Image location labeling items
—————
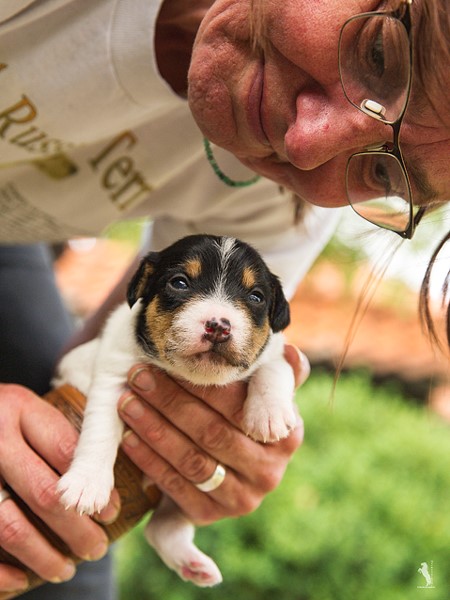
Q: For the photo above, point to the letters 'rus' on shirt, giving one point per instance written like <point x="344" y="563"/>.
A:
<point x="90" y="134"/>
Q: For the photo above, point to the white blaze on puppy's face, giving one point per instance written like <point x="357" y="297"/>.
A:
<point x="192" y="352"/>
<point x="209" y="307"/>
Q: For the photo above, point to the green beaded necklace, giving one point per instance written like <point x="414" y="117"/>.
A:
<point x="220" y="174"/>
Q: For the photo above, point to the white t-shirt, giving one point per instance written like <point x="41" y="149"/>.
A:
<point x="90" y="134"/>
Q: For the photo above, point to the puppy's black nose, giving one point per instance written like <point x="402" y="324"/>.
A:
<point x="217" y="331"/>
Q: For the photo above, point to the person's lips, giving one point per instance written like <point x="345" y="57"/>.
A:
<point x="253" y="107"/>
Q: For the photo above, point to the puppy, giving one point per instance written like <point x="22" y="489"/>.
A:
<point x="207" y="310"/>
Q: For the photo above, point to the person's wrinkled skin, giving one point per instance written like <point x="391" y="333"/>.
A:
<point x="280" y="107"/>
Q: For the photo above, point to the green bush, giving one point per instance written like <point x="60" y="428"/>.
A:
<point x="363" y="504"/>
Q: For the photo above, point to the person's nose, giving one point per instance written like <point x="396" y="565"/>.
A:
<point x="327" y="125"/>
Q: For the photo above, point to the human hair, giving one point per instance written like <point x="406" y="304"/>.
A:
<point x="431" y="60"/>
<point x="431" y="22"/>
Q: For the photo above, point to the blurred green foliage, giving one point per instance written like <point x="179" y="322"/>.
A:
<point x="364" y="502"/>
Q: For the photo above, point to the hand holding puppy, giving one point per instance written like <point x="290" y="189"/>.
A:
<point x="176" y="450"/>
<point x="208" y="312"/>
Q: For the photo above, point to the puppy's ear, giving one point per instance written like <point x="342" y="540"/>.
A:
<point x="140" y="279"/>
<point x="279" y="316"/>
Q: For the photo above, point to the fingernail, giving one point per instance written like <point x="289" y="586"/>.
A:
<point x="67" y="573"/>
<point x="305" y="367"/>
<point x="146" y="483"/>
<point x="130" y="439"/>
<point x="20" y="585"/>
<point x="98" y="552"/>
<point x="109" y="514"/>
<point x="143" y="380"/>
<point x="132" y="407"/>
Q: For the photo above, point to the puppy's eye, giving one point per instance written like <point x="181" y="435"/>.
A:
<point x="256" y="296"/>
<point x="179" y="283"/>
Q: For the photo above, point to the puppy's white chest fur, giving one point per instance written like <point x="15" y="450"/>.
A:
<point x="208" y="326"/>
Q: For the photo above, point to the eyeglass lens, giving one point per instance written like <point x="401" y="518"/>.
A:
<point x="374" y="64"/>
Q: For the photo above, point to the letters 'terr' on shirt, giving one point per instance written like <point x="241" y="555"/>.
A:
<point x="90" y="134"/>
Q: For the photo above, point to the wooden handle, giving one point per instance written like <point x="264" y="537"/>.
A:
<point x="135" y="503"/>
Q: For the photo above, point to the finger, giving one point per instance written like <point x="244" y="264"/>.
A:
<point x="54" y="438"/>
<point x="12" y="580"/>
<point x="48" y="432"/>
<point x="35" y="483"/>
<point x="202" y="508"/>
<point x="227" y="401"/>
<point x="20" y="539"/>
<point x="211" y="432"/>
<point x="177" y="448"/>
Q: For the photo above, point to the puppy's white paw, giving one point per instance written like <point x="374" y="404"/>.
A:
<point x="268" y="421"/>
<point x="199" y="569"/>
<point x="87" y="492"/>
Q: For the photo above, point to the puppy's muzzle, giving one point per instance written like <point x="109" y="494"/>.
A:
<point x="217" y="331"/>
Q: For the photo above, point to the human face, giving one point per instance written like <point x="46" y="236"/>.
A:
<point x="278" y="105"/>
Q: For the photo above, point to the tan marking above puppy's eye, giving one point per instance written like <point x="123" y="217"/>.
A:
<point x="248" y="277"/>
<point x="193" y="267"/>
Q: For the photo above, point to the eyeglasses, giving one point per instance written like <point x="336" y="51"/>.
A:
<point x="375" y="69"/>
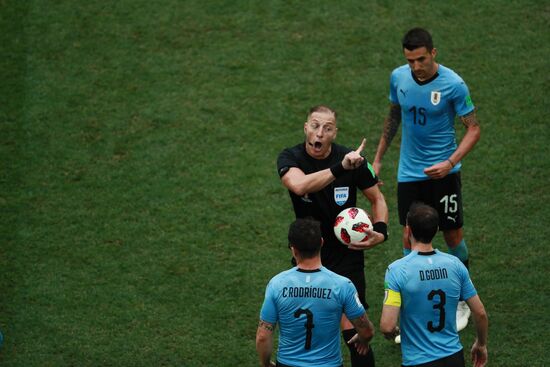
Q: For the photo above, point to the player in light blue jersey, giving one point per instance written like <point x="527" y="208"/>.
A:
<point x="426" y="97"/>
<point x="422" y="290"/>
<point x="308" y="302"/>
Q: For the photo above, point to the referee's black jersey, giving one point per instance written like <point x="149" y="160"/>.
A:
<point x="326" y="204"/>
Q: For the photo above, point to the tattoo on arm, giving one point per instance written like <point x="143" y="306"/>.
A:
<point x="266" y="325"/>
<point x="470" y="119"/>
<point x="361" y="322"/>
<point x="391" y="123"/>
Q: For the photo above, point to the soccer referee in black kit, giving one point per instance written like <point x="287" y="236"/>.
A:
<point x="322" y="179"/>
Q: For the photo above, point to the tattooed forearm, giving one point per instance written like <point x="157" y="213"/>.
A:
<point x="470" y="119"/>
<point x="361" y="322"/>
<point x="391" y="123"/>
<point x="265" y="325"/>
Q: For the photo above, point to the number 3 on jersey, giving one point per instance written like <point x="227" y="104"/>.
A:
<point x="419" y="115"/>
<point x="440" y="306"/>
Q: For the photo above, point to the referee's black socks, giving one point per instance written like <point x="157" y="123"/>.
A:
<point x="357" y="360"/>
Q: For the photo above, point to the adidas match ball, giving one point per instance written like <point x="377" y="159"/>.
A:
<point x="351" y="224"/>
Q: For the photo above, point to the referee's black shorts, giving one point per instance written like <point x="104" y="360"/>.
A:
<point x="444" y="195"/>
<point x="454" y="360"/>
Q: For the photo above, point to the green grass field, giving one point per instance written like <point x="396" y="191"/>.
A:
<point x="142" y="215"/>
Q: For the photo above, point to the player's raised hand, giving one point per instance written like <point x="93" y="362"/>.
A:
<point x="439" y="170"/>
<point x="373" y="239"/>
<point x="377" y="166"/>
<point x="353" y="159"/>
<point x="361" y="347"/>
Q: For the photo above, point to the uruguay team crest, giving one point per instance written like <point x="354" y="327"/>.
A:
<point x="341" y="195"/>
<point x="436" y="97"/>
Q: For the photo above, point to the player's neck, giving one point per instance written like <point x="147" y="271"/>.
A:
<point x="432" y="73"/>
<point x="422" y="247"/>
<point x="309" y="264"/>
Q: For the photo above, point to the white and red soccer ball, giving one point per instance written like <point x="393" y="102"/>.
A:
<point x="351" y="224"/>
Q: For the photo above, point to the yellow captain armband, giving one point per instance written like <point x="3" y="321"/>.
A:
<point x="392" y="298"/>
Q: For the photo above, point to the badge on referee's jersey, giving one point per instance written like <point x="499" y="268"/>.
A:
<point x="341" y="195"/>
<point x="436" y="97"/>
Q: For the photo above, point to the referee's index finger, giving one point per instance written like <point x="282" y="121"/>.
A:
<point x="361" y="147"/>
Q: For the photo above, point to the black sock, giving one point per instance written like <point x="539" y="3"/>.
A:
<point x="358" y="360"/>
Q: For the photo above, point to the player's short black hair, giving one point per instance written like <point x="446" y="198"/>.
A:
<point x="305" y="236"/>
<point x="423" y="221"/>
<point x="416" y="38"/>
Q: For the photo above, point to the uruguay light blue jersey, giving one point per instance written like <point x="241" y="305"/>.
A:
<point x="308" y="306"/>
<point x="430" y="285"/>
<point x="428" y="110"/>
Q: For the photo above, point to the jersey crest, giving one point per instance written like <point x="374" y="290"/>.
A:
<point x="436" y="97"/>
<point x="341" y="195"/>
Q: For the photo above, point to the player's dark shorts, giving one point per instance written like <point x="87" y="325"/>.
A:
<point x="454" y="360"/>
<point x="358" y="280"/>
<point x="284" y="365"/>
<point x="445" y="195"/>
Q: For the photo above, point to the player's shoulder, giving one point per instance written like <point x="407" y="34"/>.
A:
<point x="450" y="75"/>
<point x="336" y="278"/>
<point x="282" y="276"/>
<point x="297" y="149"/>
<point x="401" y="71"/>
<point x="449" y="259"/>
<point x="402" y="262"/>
—————
TASK REQUIREMENTS:
Reproduce without any changes every line from the one containing "Q: For the photo above, point to the referee's index" through the last line of the items.

EXERCISE RESPONSE:
Q: For the photo above, point to the referee's index finger, giving one point per instance written like <point x="282" y="121"/>.
A:
<point x="361" y="147"/>
Q: For the photo above, point to the black sock, giving one point per instance written like <point x="539" y="3"/>.
A:
<point x="358" y="360"/>
Q: For the photo above, point to the player's short black hair, giving one point per instance written like <point x="446" y="198"/>.
A:
<point x="305" y="236"/>
<point x="423" y="221"/>
<point x="416" y="38"/>
Q: For the photo above, point to the uruguay light blue jersey, giving one point per instance written like <point x="241" y="305"/>.
A:
<point x="308" y="306"/>
<point x="430" y="285"/>
<point x="428" y="110"/>
Q: For the photo above, point to the jersey crest, giving one point per instance written like <point x="374" y="290"/>.
A:
<point x="436" y="97"/>
<point x="341" y="195"/>
Q: For the photo above, point to the player's dark shorts, giving one point per instance written like <point x="87" y="325"/>.
A:
<point x="454" y="360"/>
<point x="358" y="280"/>
<point x="284" y="365"/>
<point x="445" y="195"/>
Q: For the photo above, point to the player's shoulder, giving one point per instance written like <point x="407" y="34"/>.
A:
<point x="450" y="75"/>
<point x="336" y="278"/>
<point x="282" y="276"/>
<point x="297" y="149"/>
<point x="401" y="71"/>
<point x="449" y="259"/>
<point x="402" y="262"/>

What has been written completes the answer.